Ses analyses géopolitiques font référence et il adore la Corse. Ces deux qualités caractérisent le parcours d’Alexandre Adler, historien et journaliste réputé. Si son nom revient dans l’actualité, c’est en lien avec un livre paru en 2009, qu’il a notamment préfacé.
Dans Le nouveau rapport de la CIA – Comment sera le monde demain, paru aux éditions Robert Laffont, le conseil national du renseignement américain émet des hypothèses sur l’avenir du monde.
Parmi les scénarios envisagés, l’éventualité d’une pandémie mondiale.
Comment est né le projet de publier la traduction des rapports de la CIA ?
La CIA, pendant très longtemps, collectait des informations d’ordre géopolitique, émettait des hypothèses puis en informait de façon confidentielle une partie de l’opinion qui l’intéressait, notamment des directeurs de journaux.
Plus tard, la CIA a rendu public une partie de ces rapports. Ce furent de grands succès de librairie. La CIA ne s’adressait plus à une petite élite mais au grand public. Les Américains ont eu le sentiment que la CIA leur parlait directement. Cela a donc intéressé l’édition française.
C’est Nicole Lattès, alors directrice générale des éditions Robert Laffont, qui s’y est intéressée la première. Elle m’a demandé de lire la traduction française des rapports puis d’y adosser un commentaire en fonction de ce que j’avais lu.
C’est ainsi que je me suis inscrit dans ce projet tout en gardant mon esprit critique.
Dans l’un de ces rapports, datant de 2007, les experts de la CIA prévoient l’éventualité d’une pandémie à l’horizon 2025. L’apparition d’un virus type Covid-19 et sa propagation mondiale a-t-elle été négligée ?

*Données:*
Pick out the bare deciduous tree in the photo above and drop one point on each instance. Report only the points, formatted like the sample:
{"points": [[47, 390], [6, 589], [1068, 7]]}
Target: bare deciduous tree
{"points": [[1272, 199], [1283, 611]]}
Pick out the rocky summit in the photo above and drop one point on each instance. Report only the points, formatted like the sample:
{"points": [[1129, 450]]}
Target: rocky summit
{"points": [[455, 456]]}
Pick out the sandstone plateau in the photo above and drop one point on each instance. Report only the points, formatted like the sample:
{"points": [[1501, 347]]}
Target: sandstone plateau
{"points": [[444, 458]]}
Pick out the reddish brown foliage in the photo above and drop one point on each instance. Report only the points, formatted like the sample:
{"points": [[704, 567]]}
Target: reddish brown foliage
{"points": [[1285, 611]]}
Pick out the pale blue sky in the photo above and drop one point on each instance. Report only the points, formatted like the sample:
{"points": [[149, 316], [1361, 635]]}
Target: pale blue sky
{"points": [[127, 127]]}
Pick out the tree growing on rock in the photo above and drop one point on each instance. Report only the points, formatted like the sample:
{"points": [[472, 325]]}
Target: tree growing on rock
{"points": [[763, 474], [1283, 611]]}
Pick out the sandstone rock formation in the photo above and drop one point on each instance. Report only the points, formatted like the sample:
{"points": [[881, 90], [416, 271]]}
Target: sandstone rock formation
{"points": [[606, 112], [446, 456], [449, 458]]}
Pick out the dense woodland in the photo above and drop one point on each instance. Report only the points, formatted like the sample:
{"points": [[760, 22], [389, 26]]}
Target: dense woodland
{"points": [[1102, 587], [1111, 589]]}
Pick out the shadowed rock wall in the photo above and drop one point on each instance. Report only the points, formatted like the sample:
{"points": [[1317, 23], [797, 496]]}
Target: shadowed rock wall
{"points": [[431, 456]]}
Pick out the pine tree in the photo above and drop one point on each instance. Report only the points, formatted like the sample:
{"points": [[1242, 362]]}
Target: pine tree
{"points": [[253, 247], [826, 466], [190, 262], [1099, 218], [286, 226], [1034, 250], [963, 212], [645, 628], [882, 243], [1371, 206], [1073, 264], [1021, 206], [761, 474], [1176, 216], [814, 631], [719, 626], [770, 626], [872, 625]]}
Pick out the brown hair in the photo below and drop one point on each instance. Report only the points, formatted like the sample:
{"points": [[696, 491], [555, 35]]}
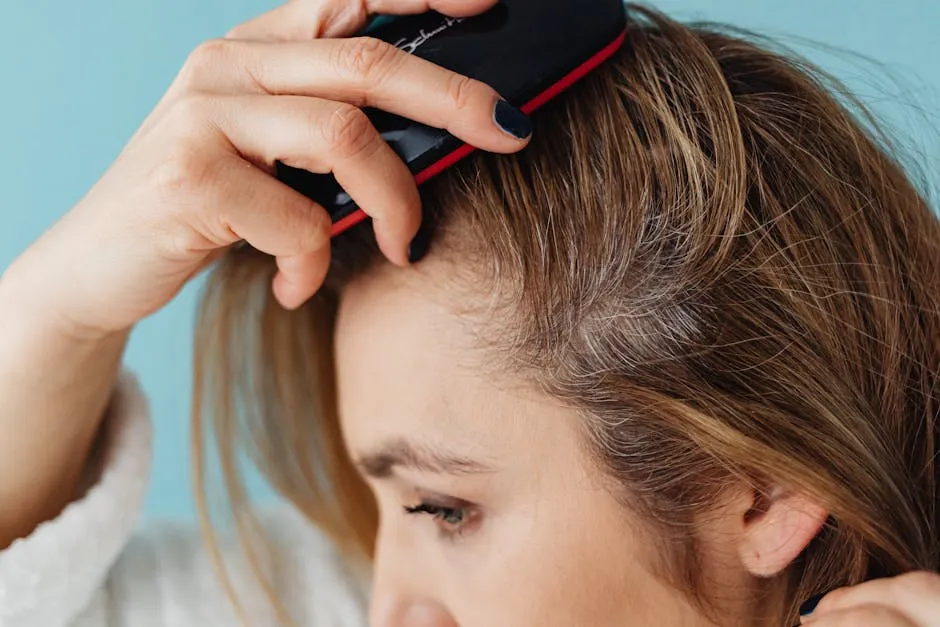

*Consigne 1:* Recopiez fidèlement le passage de l'entretien avec Alexandre Adler, en commençant à « La CIA, pendant » et en terminant à « intéressé l’édition française. ».
*Consigne 2:* D'après l'entretien avec Alexandre Adler, qu'est-ce qui a suscité l'intérêt de l'édition française pour les rapports de la CIA ? Répondez en une à trois phrases.
*Consigne 3:* Résumez en deux phrases l'entretien avec Alexandre Adler.

*Réponse 1:*
La CIA, pendant très longtemps, collectait des informations d’ordre géopolitique, émettait des hypothèses puis en informait de façon confidentielle une partie de l’opinion qui l’intéressait, notamment des directeurs de journaux.
Plus tard, la CIA a rendu public une partie de ces rapports. Ce furent de grands succès de librairie. La CIA ne s’adressait plus à une petite élite mais au grand public. Les Américains ont eu le sentiment que la CIA leur parlait directement. Cela a donc intéressé l’édition française.

*Réponse 2:* Une fois rendus publics, les rapports de la CIA ont été de grands succès de librairie. La CIA ne s'adressait plus à une petite élite mais au grand public, et les Américains ont eu le sentiment qu'elle leur parlait directement. C'est ce qui a intéressé l'édition française.

*Réponse 3:* L'historien et journaliste Alexandre Adler a préfacé Le nouveau rapport de la CIA – Comment sera le monde demain, paru en 2009 aux éditions Robert Laffont, dans lequel le conseil national du renseignement américain envisage notamment une pandémie mondiale. Il explique que Nicole Lattès, alors directrice générale des éditions Robert Laffont, lui a demandé de lire la traduction française des rapports et de les commenter, ce qu'il a fait en gardant son esprit critique.